What Are Reasonable Expectations for Children?

Parent expectations have to fit the particular child.

Sherif Salama/Flickr
Source: Sherif Salama/Flickr

Here’s a situation that comes up a lot in my practice: Parents come in and tell me, “Every night it’s the same thing. We tell our kid to get ready for bed, and, 45 minutes later, we go and check on him, and he’s taken off one sock!”

“Every night?” I ask.

“Yes, every night!” they insist.

“Are there ever any exceptions?”

“No, never!” they say.

“Well, apparently that plan isn’t working!” I say.

As parents, it’s easy to get tangled up by our beliefs about what kids ought to do. But the truth is that it doesn’t matter what kids, in general, should do, what most kids can do, what we did at a certain age, or even what a child’s younger sister can do. We have to deal with the child in front of us.

What are reasonable expectations for a child?

A useful guideline is that reasonable expectations for a particular child are what that child does most of the time now, or just a bit beyond that. This doesn’t mean kids can’t learn or progress. It does mean we have to be realistic about where they are now and draw upon what we know about how they learn best.
• • • •
What the task requires
From the piece on reasonable expectations for children, set down the passage starting at "As parents, it’s" and ending at "they learn best.".

Position annotation records:
• • • •
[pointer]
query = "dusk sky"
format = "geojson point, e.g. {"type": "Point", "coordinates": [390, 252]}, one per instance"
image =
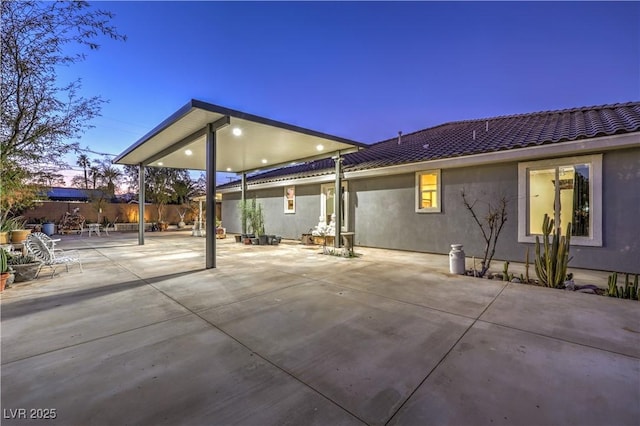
{"type": "Point", "coordinates": [359, 70]}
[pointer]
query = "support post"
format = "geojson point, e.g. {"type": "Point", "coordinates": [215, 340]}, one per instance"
{"type": "Point", "coordinates": [337, 199]}
{"type": "Point", "coordinates": [210, 237]}
{"type": "Point", "coordinates": [141, 198]}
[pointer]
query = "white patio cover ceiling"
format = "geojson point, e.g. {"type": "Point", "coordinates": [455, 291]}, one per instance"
• • • •
Final result
As parents, it’s easy to get tangled up by our beliefs about what kids ought to do. But the truth is that it doesn’t matter what kids, in general, should do, what most kids can do, what we did at a certain age, or even what a child’s younger sister can do. We have to deal with the child in front of us.

What are reasonable expectations for a child?

A useful guideline is that reasonable expectations for a particular child are what that child does most of the time now, or just a bit beyond that. This doesn’t mean kids can’t learn or progress. It does mean we have to be realistic about where they are now and draw upon what we know about how they learn best.